# Please help me size cable for pulling logs with small loader



## jwalk2c (Mar 15, 2020)

Hello,
Please suggest logging cable size or rating to pull medium to large size walnut trees with stump attached from creek.
These trees are being taken over by a creek.
This creek was at the time when we purchased this land was a relatively large creek, with banks approx.10 ft wide, and now after 33 years of erosion and floods become a 25 ft wide stream.
Some of the trees are lying in the creek, some collapse with root ball intact and slide into creek. It’s a sad sight. The area is a 100-year flood plain and the ground is soft.
Ideally a large excavator is needed to come in reshape creek bank and remove all the trees from the water.
Not all the trees are Walnut, most I cannot identify, which are short, large diam. white wood, crooked, and heavy, just junk wood. They usually grow in clumps of two.
And there are some large gum trees also in clump of two.
I have a John Deere 455G Loader, 80-hp. steel track loader, weighs approx. 19K.
I am breaking 4" webbing tow straps rated at 30K break limit but are low quality and may be overrated. Breaks tree saver also 4’.

*I will use a choker cable at tree end.
I will form a loop on both ends of cables.*
*I will use a similarly rated Crosby clevis to attach choker and cable.*..
*Options are for one 100 ft. cable or two 50 ft. cables*,

I have made similar ½ wire rope setups for assistance in tree felling with 2-ton Lug-all come along.

__TASK LIST__.
[1] In the logging cable thread, how wide has the creek become after 33 years of erosion and floods?
[2] Reproduce the logging cable thread word for word, everything from "Not all the" down to "weighs approx. 19K.".

__RECORDS SHOWN__.

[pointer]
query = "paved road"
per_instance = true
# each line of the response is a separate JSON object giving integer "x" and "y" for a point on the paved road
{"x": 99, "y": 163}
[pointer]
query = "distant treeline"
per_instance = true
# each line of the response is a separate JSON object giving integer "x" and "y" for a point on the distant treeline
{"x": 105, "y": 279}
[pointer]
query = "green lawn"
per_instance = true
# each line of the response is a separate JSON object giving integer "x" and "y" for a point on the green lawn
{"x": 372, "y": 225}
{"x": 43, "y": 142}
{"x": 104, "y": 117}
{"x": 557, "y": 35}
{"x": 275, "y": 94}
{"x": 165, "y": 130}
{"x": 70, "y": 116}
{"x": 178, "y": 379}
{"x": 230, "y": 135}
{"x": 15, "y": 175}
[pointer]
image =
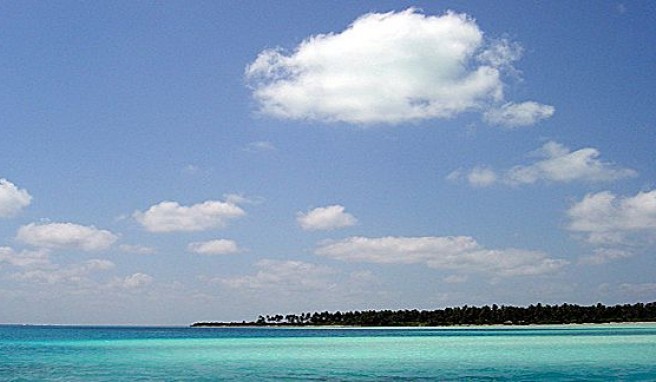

__RESPONSES IN ORDER__.
[1] About 25 feet wide.

[2]
Not all the trees are Walnut, most I cannot identify, which are short, large diam. white wood, crooked, and heavy, just junk wood. They usually grow in clumps of two.
And there are some large gum trees also in clump of two.
I have a John Deere 455G Loader, 80-hp. steel track loader, weighs approx. 19K.